**EXERCISE DIRECTIONS:** Copy the lines below without any changes.

[Coordinate annotation entries]
#####
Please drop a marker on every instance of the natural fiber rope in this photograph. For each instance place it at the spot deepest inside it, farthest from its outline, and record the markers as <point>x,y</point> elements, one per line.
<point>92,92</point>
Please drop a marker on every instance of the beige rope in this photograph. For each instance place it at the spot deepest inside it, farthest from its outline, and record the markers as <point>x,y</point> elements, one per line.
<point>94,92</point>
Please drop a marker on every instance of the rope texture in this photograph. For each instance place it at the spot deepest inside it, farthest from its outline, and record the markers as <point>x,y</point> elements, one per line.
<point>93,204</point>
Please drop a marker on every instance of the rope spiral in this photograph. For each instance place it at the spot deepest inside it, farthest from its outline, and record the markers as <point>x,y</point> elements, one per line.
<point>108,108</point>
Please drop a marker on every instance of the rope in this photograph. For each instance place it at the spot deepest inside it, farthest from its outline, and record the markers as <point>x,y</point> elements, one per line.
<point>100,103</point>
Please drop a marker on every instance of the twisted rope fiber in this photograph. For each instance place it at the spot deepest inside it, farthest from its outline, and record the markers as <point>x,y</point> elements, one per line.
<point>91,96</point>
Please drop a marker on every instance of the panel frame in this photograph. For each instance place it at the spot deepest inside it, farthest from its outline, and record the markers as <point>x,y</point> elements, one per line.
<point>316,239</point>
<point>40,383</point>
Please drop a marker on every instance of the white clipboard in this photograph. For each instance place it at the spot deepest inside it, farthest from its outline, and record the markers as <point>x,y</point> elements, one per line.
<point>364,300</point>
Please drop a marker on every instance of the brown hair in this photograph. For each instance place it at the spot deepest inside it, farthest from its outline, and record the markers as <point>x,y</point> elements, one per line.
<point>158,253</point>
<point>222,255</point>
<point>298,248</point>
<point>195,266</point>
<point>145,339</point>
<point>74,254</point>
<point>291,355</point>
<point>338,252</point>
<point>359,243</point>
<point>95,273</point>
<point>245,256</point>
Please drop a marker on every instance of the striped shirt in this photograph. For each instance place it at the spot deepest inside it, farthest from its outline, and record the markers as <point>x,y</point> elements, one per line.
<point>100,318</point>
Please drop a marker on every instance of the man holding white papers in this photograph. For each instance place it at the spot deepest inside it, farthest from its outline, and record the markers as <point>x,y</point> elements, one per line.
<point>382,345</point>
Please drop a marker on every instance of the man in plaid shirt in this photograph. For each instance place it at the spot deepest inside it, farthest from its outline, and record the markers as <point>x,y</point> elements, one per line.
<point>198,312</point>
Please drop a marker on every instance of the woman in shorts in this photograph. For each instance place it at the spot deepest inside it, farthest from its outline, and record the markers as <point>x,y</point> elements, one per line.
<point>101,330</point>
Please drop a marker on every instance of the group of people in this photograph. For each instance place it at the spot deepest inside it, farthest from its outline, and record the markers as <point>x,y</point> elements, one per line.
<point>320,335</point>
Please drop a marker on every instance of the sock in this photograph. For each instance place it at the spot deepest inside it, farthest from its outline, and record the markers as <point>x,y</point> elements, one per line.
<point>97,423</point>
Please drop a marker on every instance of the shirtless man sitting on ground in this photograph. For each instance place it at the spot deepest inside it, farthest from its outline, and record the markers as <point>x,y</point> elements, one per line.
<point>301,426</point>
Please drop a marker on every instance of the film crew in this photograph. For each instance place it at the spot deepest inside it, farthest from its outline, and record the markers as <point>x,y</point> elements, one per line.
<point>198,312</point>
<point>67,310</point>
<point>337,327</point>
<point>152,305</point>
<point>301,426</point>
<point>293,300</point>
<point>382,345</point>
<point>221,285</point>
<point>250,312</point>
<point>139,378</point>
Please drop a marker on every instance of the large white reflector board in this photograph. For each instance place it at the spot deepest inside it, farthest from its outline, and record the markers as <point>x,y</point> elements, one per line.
#####
**SOLUTION FOR THIS PROBLEM:**
Please drop a marker on every instance of the natural fiber rope in this photograph. For each instance place it at the spot deepest inside it, farthest from its outline, and record the markers as <point>x,y</point> elements, one per line.
<point>92,92</point>
Please drop a marker on every instance of the beige rope in this photograph. For each instance place it at the spot deepest inside it, farthest from its outline, and record the markers as <point>x,y</point> elements, one per line.
<point>94,92</point>
Please drop a marker on every instance of the rope texture in this photograph. For each instance place it at the spot deepest inside it, farthest from its outline, and record the markers as <point>x,y</point> elements, one per line.
<point>93,204</point>
Please drop a marker on every instance of the rope spiral in this photograph. For each instance place it at the spot deepest inside it, farthest from its outline, and record the markers as <point>x,y</point> elements, one per line.
<point>108,108</point>
Please drop a marker on every instance of the rope in this photograph. For each instance place it at the spot deepest inside it, farthest from its outline, and record the markers as <point>x,y</point> elements, one per line.
<point>100,103</point>
Please drop a marker on every instance of the twisted rope fiber in this photograph. For each instance place it at the spot deepest inside it, farthest from its outline, and record the markers as <point>x,y</point> elements, one per line.
<point>91,96</point>
Please drop a marker on every instance of the panel frame in this photograph. For each instance place it at the spot deepest inside it, farthest from its outline, and record the markers as <point>x,y</point> elements, one per line.
<point>316,239</point>
<point>40,383</point>
Please drop a marker on every instance of the white clipboard in this photograph. For each instance place it at the spot deepest inside it, farthest from its outline, and record the markers as <point>x,y</point> elements, one per line.
<point>364,300</point>
Please drop a marker on every instance of the brown hair in this photograph. For each instance place it at the spot deepest inside it, farthest from its outline, and record the markers as <point>x,y</point> elements, one per line.
<point>158,253</point>
<point>222,255</point>
<point>298,248</point>
<point>195,266</point>
<point>145,339</point>
<point>74,254</point>
<point>291,355</point>
<point>338,252</point>
<point>359,243</point>
<point>95,273</point>
<point>245,256</point>
Please drop a marker on every instance of the striped shirt in this photograph. For each instance place it at the spot deepest inside it, farthest from its outline, and record the markers as <point>x,y</point> elements, one per line.
<point>100,318</point>
Please drop a marker on every instance of the man holding white papers in this photograph. For each instance place it at the spot deepest inside it, farthest from its outline, and record the markers as <point>x,y</point> elements, one per line.
<point>382,345</point>
Please drop a marker on every instance of the man in plaid shirt in this photograph. For each instance place it at the spot deepest inside it, farthest from its outline, and record the markers as <point>x,y</point> elements, one per line.
<point>198,312</point>
Please drop a marker on every instance of the woman in shorts in this photograph. For each instance place it at the spot deepest inside it, farthest from its outline, and record the markers as <point>x,y</point> elements, one per line.
<point>101,330</point>
Please drop a marker on every instance of the group of people in this photograph. For each instance place it at the spot deepest inside it, farthest from its outline, and record the markers as <point>x,y</point> elements, one per line.
<point>320,335</point>
Please drop a marker on every instance of the sock in this photograph. For each instance place it at the spot deepest inside it, farthest from its outline, and record the markers as <point>x,y</point> elements, one per line.
<point>97,423</point>
Please drop a marker on every instance of the shirtless man sitting on ground in this photograph. For each instance place it at the spot deepest inside it, farthest from its outline, and record the markers as <point>x,y</point> elements, one per line.
<point>301,426</point>
Please drop a marker on every instance of the film crew in this photograph. For each instance place it at the spot deepest inside it, farthest from its outline, and record the markers as <point>x,y</point> elements, one per line.
<point>198,312</point>
<point>67,310</point>
<point>337,327</point>
<point>152,305</point>
<point>301,426</point>
<point>293,300</point>
<point>382,345</point>
<point>221,285</point>
<point>250,312</point>
<point>139,378</point>
Please drop a marker on every instance of the large white reflector board in this photograph. For each instance place it at the spot deepest inside it, farthest from its outline, and record the markers as <point>x,y</point> elements, one per line.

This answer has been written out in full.